▸ **摘錄原文**
IL-17在HT發病機制中的重要性在不同臨床試驗中均得到證實,并得到疾病實驗模型的支持。實驗研究證實了甲狀腺纖維化與炎癥介質增強的關系,在初次診斷的HT患者局部甲狀腺組織中,血清IL-17 水平及IL-17 蛋白的表達明顯高于正常人[20]。甲狀腺纖維化與炎癥介質之間存在相關性,IL-17 及其誘導產生的炎癥因子形成炎癥環境,進一步證實,IL-17 可通過促進間質纖維化進一步加重HT 甲狀腺組織局部炎性反應,繼而導致甲狀腺組織局部纖維化[21]。
2.1.2 IL-17 參與SLE 的發病 SLE 是一種復雜的多系統自身免疫性疾病,影響皮膚、關節、腎臟和神經組織等多個器官的損傷[22]。盡管許多研究表明,由于γδT 細胞的過度活化、凋亡和自噬,SLE 患者外周血中γδT 細胞數量較低[23],但在人類SLE 和動物模型中的一些研究已經證明γδT細胞在發病中的作用[22]。
γδT 細胞可能通過產生各種炎性細胞因子IL-17、TGF-β、IL-4、IFN-γ 和IL-10 參與SLE 的發病[24],大量臨床試驗表明SLE 患者外周血中IL-17 水平顯著升高。SLE 患者的Vδ2γδT 細胞減少和Vδ3γδT 細胞增加,調節失衡的T細胞信號轉導以促進IL-17的產生[25],SLE合并狼瘡性腎炎患者IL-17 水平升高,且IL-17A 水平與疾病活動性評分呈正相關。然而活動期SLE 患者的外周血細胞表現出較高的凋亡速度,推測在活動期SLE 患者中γδT 細胞增殖受抑制與凋亡增加有關[26]。

▸ **練習要求**
**A.** 請用兩句話概括這段摘錄的內容。
**B.** 請一字不改地照錄這段摘錄中的一段文字,從「2.1.2 IL-17 參與SLE」開始,到「患者外周血中γδT 細胞數量較低[23],但在人類SLE 和動物模型中的一些研究已經證明γδT細胞在發病中的作用[22]。」結束。

▸ **練習資料**
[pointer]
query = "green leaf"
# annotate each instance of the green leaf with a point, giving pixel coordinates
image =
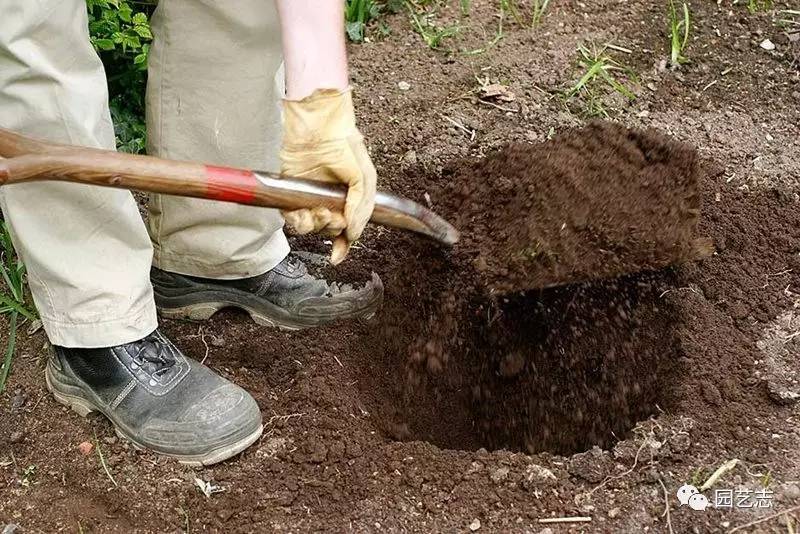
(10, 346)
(125, 13)
(103, 44)
(355, 31)
(143, 31)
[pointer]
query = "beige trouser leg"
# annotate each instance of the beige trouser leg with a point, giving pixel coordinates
(215, 83)
(86, 249)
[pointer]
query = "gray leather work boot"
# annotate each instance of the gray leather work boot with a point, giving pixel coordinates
(158, 399)
(288, 296)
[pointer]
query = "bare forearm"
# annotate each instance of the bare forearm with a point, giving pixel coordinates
(313, 46)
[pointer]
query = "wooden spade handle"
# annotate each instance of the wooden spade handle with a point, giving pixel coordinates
(32, 160)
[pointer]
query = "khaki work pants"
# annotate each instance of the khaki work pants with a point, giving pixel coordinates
(214, 90)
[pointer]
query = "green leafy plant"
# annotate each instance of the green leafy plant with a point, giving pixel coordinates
(121, 35)
(12, 302)
(424, 22)
(601, 74)
(537, 12)
(679, 26)
(357, 13)
(755, 6)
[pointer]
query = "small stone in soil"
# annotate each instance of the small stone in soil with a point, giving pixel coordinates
(791, 491)
(18, 400)
(499, 475)
(766, 44)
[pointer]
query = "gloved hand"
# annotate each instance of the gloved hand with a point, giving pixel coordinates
(321, 142)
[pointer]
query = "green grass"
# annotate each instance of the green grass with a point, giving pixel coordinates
(601, 75)
(357, 13)
(424, 22)
(538, 10)
(754, 6)
(12, 300)
(680, 23)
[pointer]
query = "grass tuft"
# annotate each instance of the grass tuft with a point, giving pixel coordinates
(357, 13)
(754, 6)
(538, 10)
(601, 74)
(424, 23)
(12, 303)
(680, 23)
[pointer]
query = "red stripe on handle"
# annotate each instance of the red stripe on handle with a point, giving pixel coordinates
(231, 185)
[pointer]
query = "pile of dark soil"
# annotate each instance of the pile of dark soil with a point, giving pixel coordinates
(557, 369)
(593, 203)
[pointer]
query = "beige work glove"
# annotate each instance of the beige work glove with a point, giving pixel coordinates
(321, 142)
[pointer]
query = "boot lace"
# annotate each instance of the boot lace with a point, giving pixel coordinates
(152, 355)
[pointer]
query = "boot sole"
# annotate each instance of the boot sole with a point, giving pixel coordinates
(207, 303)
(204, 311)
(84, 407)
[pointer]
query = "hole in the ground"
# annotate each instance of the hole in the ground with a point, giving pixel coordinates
(557, 370)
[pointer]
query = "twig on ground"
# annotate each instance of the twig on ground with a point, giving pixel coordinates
(623, 474)
(666, 506)
(103, 461)
(763, 519)
(498, 106)
(619, 48)
(573, 519)
(203, 339)
(468, 131)
(693, 290)
(284, 418)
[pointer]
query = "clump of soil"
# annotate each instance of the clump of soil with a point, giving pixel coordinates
(559, 369)
(593, 203)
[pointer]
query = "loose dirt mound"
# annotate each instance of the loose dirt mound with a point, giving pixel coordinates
(559, 369)
(593, 203)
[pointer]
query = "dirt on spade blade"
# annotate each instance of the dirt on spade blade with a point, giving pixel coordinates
(669, 373)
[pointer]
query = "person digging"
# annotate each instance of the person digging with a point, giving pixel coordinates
(97, 275)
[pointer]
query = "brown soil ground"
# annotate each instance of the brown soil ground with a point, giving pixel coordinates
(456, 409)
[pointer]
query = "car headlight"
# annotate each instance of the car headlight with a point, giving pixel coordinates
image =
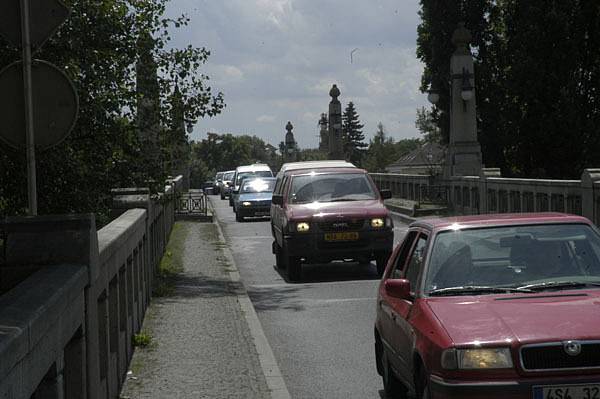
(475, 359)
(302, 227)
(377, 223)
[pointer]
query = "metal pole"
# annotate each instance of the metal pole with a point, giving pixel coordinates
(28, 97)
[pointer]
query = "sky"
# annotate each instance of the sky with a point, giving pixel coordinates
(275, 61)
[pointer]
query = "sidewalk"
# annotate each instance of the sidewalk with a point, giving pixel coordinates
(206, 339)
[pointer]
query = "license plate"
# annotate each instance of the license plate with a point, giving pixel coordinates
(585, 391)
(346, 236)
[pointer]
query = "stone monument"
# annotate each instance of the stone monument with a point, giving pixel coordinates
(335, 125)
(463, 157)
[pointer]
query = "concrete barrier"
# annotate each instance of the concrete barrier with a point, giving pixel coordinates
(490, 193)
(66, 330)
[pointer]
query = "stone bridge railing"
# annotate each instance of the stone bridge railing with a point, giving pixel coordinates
(66, 330)
(490, 193)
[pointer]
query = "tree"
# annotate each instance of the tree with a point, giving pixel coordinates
(352, 135)
(536, 71)
(426, 125)
(103, 47)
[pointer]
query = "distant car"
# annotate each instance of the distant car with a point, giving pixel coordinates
(218, 182)
(254, 198)
(227, 183)
(254, 170)
(328, 210)
(492, 306)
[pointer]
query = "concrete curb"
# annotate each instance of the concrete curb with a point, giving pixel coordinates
(273, 375)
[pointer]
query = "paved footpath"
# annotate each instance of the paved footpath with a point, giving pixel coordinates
(206, 339)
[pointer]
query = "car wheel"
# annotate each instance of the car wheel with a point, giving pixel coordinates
(279, 261)
(422, 384)
(381, 260)
(392, 387)
(294, 267)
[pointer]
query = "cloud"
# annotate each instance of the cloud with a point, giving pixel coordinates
(265, 119)
(275, 60)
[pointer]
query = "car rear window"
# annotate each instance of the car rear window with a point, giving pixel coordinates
(330, 187)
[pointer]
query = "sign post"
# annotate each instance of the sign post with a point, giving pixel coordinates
(28, 97)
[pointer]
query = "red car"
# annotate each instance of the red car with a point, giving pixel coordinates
(492, 306)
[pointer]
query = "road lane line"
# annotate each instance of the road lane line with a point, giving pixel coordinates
(271, 370)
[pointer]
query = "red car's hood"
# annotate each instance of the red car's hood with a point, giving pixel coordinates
(342, 210)
(547, 316)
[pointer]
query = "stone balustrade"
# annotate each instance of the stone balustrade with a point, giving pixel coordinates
(66, 330)
(490, 193)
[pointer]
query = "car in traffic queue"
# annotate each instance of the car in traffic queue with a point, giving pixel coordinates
(492, 306)
(254, 198)
(254, 170)
(227, 183)
(218, 182)
(324, 211)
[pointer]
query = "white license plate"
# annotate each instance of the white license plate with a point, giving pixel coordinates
(585, 391)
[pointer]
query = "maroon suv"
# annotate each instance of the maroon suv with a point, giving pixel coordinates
(321, 213)
(494, 306)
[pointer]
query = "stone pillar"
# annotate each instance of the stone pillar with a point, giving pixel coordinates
(588, 194)
(290, 144)
(463, 157)
(323, 133)
(335, 125)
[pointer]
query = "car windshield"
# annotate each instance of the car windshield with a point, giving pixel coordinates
(331, 187)
(258, 173)
(257, 186)
(527, 257)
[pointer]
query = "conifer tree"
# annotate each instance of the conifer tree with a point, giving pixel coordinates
(352, 136)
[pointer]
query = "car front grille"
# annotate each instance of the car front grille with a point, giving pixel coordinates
(342, 225)
(554, 357)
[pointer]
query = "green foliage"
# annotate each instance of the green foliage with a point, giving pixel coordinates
(352, 135)
(537, 71)
(220, 152)
(142, 339)
(427, 126)
(383, 150)
(101, 47)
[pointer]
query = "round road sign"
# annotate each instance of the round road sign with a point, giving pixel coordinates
(55, 105)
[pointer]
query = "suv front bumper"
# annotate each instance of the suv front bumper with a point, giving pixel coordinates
(314, 248)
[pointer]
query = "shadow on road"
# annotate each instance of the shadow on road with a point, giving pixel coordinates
(275, 298)
(205, 287)
(332, 272)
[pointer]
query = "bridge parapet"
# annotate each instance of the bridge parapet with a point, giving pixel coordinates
(66, 330)
(490, 193)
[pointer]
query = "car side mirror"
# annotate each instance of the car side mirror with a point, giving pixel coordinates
(398, 288)
(385, 193)
(277, 199)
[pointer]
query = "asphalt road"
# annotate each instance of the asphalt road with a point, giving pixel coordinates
(321, 329)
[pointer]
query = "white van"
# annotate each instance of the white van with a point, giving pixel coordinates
(256, 170)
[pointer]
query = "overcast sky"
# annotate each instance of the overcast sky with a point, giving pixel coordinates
(275, 60)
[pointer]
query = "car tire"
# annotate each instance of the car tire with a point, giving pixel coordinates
(279, 261)
(422, 384)
(392, 387)
(381, 261)
(293, 266)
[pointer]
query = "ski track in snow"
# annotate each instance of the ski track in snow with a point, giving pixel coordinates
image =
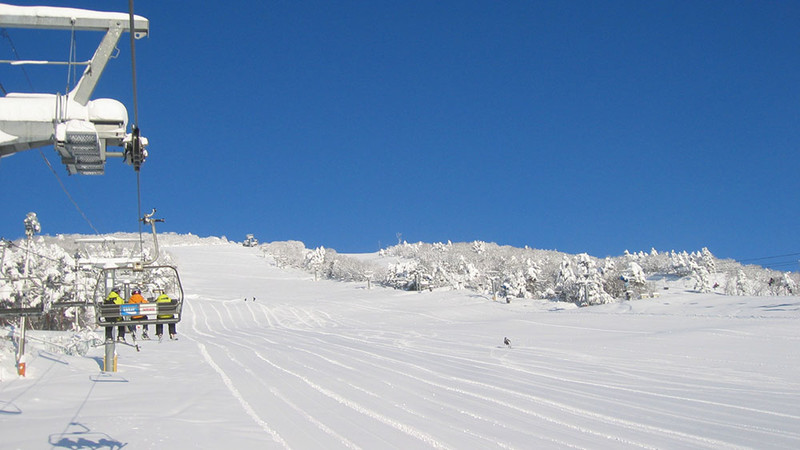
(235, 392)
(295, 320)
(334, 365)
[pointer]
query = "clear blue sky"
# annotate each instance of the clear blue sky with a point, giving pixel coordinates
(581, 126)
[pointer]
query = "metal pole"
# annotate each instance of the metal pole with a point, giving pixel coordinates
(110, 360)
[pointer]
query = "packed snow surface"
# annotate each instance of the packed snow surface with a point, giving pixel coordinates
(270, 358)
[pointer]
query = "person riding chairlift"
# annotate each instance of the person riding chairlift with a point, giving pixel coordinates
(136, 297)
(115, 299)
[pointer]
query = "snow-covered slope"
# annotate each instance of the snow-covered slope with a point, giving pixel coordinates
(305, 364)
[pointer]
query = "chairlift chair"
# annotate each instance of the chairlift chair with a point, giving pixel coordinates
(151, 280)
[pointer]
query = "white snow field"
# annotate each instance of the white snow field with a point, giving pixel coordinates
(322, 365)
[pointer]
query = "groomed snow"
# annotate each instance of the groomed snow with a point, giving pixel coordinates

▸ **參考答案**
**A.** 初次診斷的HT患者血清IL-17水平及局部甲狀腺組織中IL-17蛋白的表達明顯高於正常人,IL-17可透過促進間質纖維化加重HT甲狀腺組織局部炎性反應,繼而導致甲狀腺組織局部纖維化。γδT細胞可能透過產生IL-17等炎性細胞因子參與SLE的發病,SLE患者外周血中IL-17水平顯著升高,合併狼瘡性腎炎的患者IL-17水平升高,且IL-17A水平與疾病活動性評分呈正相關。

**B.**
2.1.2 IL-17 參與SLE 的發病 SLE 是一種復雜的多系統自身免疫性疾病,影響皮膚、關節、腎臟和神經組織等多個器官的損傷[22]。盡管許多研究表明,由于γδT 細胞的過度活化、凋亡和自噬,SLE 患者外周血中γδT 細胞數量較低[23],但在人類SLE 和動物模型中的一些研究已經證明γδT細胞在發病中的作用[22]。